◆ **EXTRACT PROVIDED**:
We have added empty implementations for all the methods defined in the ContentHandler interface, which allows our source file to compile. Of course, these empty implementations don’t provide any feedback for us, so we will walk through each of these required methods now.

The Document Locator

The first method we need to define is one that sets an org.xml.sax.Locator for any SAX event. When a callback event occurs, a class that implements a handler often needs access to the location within an XML file of the SAX parser. This can then be used to help the application make decisions about the event and its location within the XML document. The Locator class has several useful methods such as getLineNumber( ) and getColumnNumber( ) that return the current location within an XML file when invoked. Because this location is only valid for the current parsing lifecycle, the Locator should only be used within the scope of the ContentHandler implementation. Since we may want to use this later, we save the provided Locator instance to a member variable, as well as printing out a message indicating that the callback has occurred. This will help outline the order and occurrence of SAX events:

/** Hold onto the locator for location information */
private Locator locator;

/**
 * <p>
 * Provide reference to <code>Locator</code>, which provides
 *   information about where in a document callbacks occur.
 * </p>
 *
 * @param locator <code>Locator</code> object tied to callback
 *                process
 */
public void setDocumentLocator(Locator locator) {
        System.out.println("    * setDocumentLocator(  ) called");
               
        // We save this for later use if desired.
               
        this.locator = locator;
}

Later, we can add details to this method if we need to act upon information about the origin of events; in this example, we merely want to show information about what is occurring in the parsing process. However, if we wanted to show information about where in the document events were occurring, such as the line number an element appeared on, we would want to assign this Locator to a member variable for later use within the class.

The Start and the End of a Document

In any lifecycle process, there must always be a beginning and an end. These important events should both occur once, the former before all other events, and the latter after all other events. This obvious fact is critical to applications, as it allows them to know exactly when parsing begins and exactly when it ends. SAX provides callback methods for each of these events, startDocument( ) and endDocument( ) .

The first method, startDocument( ), is called before any other callbacks, including the callback methods within other SAX handlers, such as DTDHandler. In other words, startDocument( ) is not only the first method called within ContentHandler, but also within the entire parsing process, aside from the setDocumentLocator( ) method we just discussed. This ensures a finite beginning to parsing, and lets the application perform any tasks it needs to before parsing takes place.

◆ **INFORMATION SUPPLIED**:
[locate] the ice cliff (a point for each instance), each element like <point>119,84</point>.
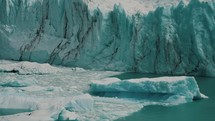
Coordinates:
<point>170,39</point>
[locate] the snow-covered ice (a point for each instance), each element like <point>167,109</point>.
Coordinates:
<point>66,95</point>
<point>27,68</point>
<point>163,90</point>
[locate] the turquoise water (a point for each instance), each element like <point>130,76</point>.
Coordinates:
<point>199,110</point>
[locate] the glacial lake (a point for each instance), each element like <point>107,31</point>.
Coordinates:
<point>199,110</point>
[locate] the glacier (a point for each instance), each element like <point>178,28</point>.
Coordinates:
<point>162,37</point>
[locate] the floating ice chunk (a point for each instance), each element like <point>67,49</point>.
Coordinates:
<point>167,89</point>
<point>66,115</point>
<point>40,88</point>
<point>28,68</point>
<point>81,103</point>
<point>17,102</point>
<point>14,84</point>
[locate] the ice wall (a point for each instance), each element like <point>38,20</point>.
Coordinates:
<point>178,40</point>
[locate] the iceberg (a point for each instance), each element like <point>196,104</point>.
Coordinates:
<point>81,103</point>
<point>163,90</point>
<point>171,37</point>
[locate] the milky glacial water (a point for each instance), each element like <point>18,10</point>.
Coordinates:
<point>199,110</point>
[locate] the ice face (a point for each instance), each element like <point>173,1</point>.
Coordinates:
<point>27,68</point>
<point>108,36</point>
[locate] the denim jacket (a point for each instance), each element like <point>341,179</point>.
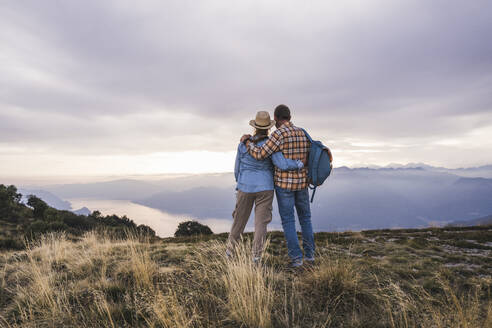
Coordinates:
<point>253,175</point>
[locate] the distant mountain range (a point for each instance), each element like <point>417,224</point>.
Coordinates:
<point>413,195</point>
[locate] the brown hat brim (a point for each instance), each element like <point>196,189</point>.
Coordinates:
<point>253,124</point>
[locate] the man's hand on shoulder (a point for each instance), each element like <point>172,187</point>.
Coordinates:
<point>245,137</point>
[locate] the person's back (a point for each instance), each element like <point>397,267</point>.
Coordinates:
<point>291,187</point>
<point>255,186</point>
<point>253,175</point>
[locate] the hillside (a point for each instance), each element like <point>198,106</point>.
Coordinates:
<point>487,220</point>
<point>380,278</point>
<point>21,223</point>
<point>351,199</point>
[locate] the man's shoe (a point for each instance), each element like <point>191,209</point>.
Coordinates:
<point>309,263</point>
<point>295,265</point>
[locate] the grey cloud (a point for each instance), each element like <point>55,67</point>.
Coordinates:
<point>387,70</point>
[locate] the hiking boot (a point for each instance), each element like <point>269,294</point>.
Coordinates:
<point>308,263</point>
<point>295,265</point>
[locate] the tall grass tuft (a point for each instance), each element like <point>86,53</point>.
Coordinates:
<point>249,288</point>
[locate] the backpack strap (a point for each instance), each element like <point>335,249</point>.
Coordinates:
<point>312,187</point>
<point>307,135</point>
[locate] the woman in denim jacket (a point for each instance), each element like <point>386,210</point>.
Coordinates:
<point>255,186</point>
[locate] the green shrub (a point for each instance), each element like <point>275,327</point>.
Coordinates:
<point>190,228</point>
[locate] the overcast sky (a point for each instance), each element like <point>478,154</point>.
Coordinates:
<point>123,87</point>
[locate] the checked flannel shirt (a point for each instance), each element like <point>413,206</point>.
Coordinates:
<point>292,142</point>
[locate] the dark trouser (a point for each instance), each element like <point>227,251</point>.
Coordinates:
<point>287,200</point>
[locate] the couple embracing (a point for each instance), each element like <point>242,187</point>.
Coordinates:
<point>274,163</point>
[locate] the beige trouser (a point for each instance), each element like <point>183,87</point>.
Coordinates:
<point>263,215</point>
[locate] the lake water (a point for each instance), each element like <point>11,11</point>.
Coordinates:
<point>164,224</point>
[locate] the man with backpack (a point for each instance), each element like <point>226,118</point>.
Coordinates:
<point>291,187</point>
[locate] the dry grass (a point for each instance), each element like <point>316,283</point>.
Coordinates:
<point>101,282</point>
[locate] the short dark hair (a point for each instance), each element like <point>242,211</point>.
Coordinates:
<point>282,112</point>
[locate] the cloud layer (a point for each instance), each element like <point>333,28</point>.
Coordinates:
<point>380,82</point>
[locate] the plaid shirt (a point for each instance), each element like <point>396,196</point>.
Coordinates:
<point>292,142</point>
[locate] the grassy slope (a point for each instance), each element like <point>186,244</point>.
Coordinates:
<point>384,278</point>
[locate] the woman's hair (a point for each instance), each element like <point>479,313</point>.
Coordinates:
<point>260,134</point>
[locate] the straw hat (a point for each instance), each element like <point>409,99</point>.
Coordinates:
<point>262,121</point>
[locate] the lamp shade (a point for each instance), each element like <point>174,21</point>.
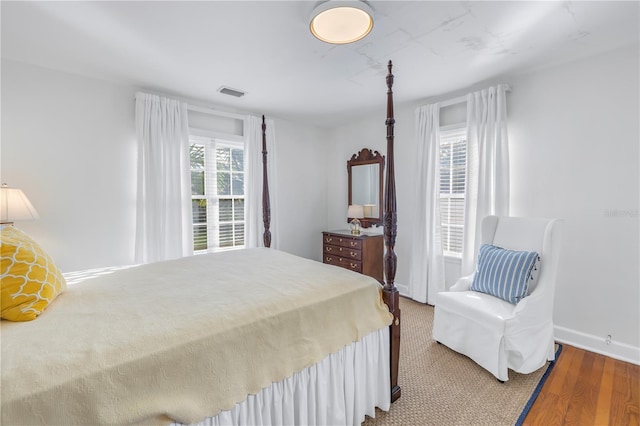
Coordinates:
<point>355,211</point>
<point>370,210</point>
<point>15,206</point>
<point>341,22</point>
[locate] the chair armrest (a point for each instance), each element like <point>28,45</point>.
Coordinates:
<point>463,283</point>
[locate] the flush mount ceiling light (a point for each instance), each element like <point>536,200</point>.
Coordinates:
<point>341,22</point>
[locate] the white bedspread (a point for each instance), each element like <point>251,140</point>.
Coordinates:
<point>181,339</point>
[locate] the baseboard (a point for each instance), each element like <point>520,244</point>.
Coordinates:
<point>589,342</point>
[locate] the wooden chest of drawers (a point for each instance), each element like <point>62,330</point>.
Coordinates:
<point>360,253</point>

◆ **AIM**: Could you continue the passage on SAX ContentHandler callbacks, starting right after its last sentence?

◆ **RESPONSE TO THE EXERCISE**:
The second method, endDocument( ), is always the last method called, again across all handlers. This includes situations in which errors occur that cause parsing to halt. We will discuss errors later, but there are both recoverable errors and unrecoverable errors. If an unrecoverable error occurs, the ErrorHandler’s callback method will be invoked, and then a final call to endDocument( ) completes the attempted parsing.

In our example, we want to output to the console when both these events occur to further illustrate the parsing lifecycle:

/**
 * <p>
 * This indicates the start of a Document parse--this precedes
 *   all callbacks in all SAX Handlers with the sole exception
 *   of <code>{@link #setDocumentLocator}</code>.
 * </p>
 *
 * @throws <code>SAXException</code> when things go wrong
 */
public void startDocument(  ) throws SAXException {
        System.out.println("Parsing begins...");
}

/**
 * <p>
 * This indicates the end of a Document parse - this occurs after
 *   all callbacks in all SAX Handlers.</code>.
 * </p>
 *
 * @throws <code>SAXException</code> when things go wrong
 */
public void endDocument(  ) throws SAXException {
        System.out.println("...Parsing ends.");
}

Both of these callback methods can throw SAXException s. These are the only types of exceptions that SAX events ever throw, and they provide another standard interface to the parsing behavior. However, these exceptions often wrap other exceptions that are indicative of what problems occur. For example, if an XML file was being parsed over the network via a URL, and the connection suddenly became invalid, an IOException would result. However, an application using the SAX classes should not have to catch this exception, because it should not have to know where the XML resource is located. Instead, the application can catch the single SAXException. Within the SAX parser, the original exception is caught and re-thrown as a SAXException, with the originating exception stuffed inside the new one. This allows applications to have one standard exception to trap for, while allowing specific details of what errors occurred within the parsing process to be wrapped and made available to the calling program through this standard exception. The SAXException class provides a method, getException( ) , which returns the underlying Exception.

Processing Instructions

You should recall that we talked about processing instructions (PIs) within XML as a bit of a special case. They were not considered XML elements, and were handled differently by being passed to the calling application. Because of these special characteristics, SAX defines a specific callback for handling processing instructions. This method receives the target of the processing instruction and any data sent to the PI. For our example, we want to echo this information to the screen to notify us when a callback is made:

/**
 * <p>
 * This indicates that a processing instruction (other than
 *   the XML declaration) has been encountered.
 * </p>
 *
 * @param target <code>String</code> target of PI
 * @param data <code>String</code containing all data sent to the PI.
 *             This typically looks like one or more attribute-value
 *             pairs.
 * @throws <code>SAXException</code> when things go wrong
 */
public void processingInstruction(String target, String data)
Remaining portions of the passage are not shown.